• [Document section]
The authors conducted a 10-year study (dubbed the “CEO Genome Project”) to identify what sets successful CEOs apart. They tapped into a database containing more than 17,000 assessments of C-suite executives, including 2,000 CEOs and “sifted through that information, looking for what distinguished candidates who got hired as CEOs from those who didn’t, and those who excelled in the role from those who underperformed.”
So what did they find? As per the authors, successful CEOs display the following four behaviours (to varying extents but more than the average Joe would display in these areas):
- Deciding with speed and conviction: “….High-performing CEOs do not necessarily stand out for making great decisions all the time; rather, they stand out for being more decisive. They make decisions earlier, faster, and with greater conviction. They do so consistently—even amid ambiguity, with incomplete information, and in unfamiliar domains. In our data, people who were described as “decisive” were 12 times more likely to be high-performing CEOs. Good CEOs realize that a wrong decision may be better than no decision at all.”

• [Activity] Using the CEO Genome Project passage, explain in one to three sentences why good CEOs make decisions early and with conviction, even amid ambiguity and with incomplete information.

• [Source data]
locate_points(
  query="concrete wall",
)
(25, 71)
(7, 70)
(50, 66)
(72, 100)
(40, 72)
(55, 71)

• [Answer space] Good CEOs realize that a wrong decision may be better than no decision at all. High performers stand out not for always making great decisions but for being more decisive, and people described as "decisive" were 12 times more likely to be high-performing CEOs.